[Written problem] Put everything from the line containing "the fire instead" down to the line containing "x=122, y=463", both ends included, into a Markdown table with two columns: Number, which counts the lines, and Line, which holds each one. Leave out any blank lines.
[BEGIN Input for this task]
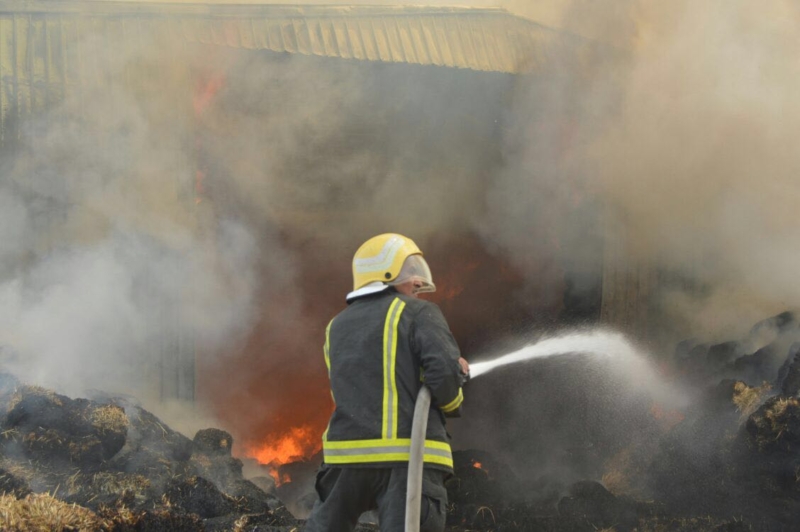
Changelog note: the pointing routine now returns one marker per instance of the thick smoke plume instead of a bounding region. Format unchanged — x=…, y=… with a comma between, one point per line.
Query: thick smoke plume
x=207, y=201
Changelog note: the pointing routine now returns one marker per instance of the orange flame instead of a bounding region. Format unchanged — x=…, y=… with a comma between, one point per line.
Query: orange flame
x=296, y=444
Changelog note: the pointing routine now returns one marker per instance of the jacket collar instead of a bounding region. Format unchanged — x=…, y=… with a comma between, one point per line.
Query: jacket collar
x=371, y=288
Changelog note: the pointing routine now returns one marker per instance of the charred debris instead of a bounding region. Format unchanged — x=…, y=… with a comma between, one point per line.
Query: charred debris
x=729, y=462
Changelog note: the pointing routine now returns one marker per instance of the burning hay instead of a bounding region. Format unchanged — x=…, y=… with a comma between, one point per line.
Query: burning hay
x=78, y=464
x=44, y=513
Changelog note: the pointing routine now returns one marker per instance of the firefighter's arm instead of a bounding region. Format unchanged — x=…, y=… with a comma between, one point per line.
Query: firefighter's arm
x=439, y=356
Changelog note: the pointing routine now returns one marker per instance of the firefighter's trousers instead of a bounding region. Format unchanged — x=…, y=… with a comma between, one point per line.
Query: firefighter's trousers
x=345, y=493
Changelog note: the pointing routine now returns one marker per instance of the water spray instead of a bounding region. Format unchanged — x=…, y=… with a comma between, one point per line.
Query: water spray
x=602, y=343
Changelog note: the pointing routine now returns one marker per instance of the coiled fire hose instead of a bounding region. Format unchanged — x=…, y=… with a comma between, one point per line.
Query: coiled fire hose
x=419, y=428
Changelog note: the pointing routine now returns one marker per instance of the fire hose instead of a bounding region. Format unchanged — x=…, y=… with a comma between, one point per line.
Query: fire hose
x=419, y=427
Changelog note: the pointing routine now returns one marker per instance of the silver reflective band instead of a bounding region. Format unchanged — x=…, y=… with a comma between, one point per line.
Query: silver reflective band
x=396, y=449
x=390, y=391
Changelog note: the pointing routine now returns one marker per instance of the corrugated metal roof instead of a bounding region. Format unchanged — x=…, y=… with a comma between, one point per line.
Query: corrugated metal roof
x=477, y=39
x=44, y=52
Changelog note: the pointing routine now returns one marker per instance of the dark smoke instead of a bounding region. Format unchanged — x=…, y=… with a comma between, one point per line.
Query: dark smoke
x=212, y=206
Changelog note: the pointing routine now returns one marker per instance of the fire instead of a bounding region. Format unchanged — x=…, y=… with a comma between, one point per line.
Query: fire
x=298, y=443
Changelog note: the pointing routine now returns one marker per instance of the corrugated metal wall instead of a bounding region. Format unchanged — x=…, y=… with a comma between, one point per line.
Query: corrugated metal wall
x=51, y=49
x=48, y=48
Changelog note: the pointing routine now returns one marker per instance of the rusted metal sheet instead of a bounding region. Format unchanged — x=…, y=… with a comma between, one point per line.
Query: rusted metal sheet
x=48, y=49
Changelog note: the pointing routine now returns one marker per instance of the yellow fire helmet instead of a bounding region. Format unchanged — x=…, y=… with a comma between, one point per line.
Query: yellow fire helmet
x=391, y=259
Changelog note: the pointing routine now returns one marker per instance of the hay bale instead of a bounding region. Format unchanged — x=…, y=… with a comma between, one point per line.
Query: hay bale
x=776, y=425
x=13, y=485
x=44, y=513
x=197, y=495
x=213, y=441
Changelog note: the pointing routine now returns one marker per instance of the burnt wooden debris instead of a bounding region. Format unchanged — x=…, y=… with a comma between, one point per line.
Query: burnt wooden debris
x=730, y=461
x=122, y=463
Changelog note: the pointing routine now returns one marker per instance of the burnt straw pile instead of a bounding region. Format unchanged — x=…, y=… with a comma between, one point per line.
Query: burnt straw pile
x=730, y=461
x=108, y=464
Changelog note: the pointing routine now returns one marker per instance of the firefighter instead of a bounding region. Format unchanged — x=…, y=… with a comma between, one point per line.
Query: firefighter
[END Input for this task]
[Result for this exercise]
| Number | Line |
|---|---|
| 1 | Changelog note: the pointing routine now returns one marker per instance of the fire instead of a bounding region. Format unchanged — x=…, y=… with a comma between, one point per line. |
| 2 | Query: fire |
| 3 | x=298, y=443 |
| 4 | Changelog note: the pointing routine now returns one marker per instance of the corrugated metal wall instead of a bounding region. Format unchanged — x=…, y=… with a comma between, one point per line. |
| 5 | Query: corrugated metal wall |
| 6 | x=51, y=49 |
| 7 | x=48, y=48 |
| 8 | Changelog note: the pointing routine now returns one marker per instance of the rusted metal sheet instead of a bounding region. Format unchanged — x=…, y=… with a comma between, one point per line. |
| 9 | Query: rusted metal sheet |
| 10 | x=48, y=49 |
| 11 | Changelog note: the pointing routine now returns one marker per instance of the yellow fire helmet instead of a bounding region. Format unchanged — x=…, y=… with a comma between, one point per line. |
| 12 | Query: yellow fire helmet |
| 13 | x=391, y=259 |
| 14 | Changelog note: the pointing routine now returns one marker per instance of the hay bale instead of a bounding region. Format unchanged — x=…, y=… with a comma between, one point per line. |
| 15 | Query: hay bale |
| 16 | x=776, y=425 |
| 17 | x=13, y=485 |
| 18 | x=44, y=513 |
| 19 | x=197, y=495 |
| 20 | x=213, y=441 |
| 21 | Changelog note: the pointing routine now returns one marker per instance of the burnt wooden debris instead of a bounding region. Format unchanged — x=…, y=… with a comma between, one point per line. |
| 22 | Query: burnt wooden debris |
| 23 | x=730, y=461 |
| 24 | x=122, y=463 |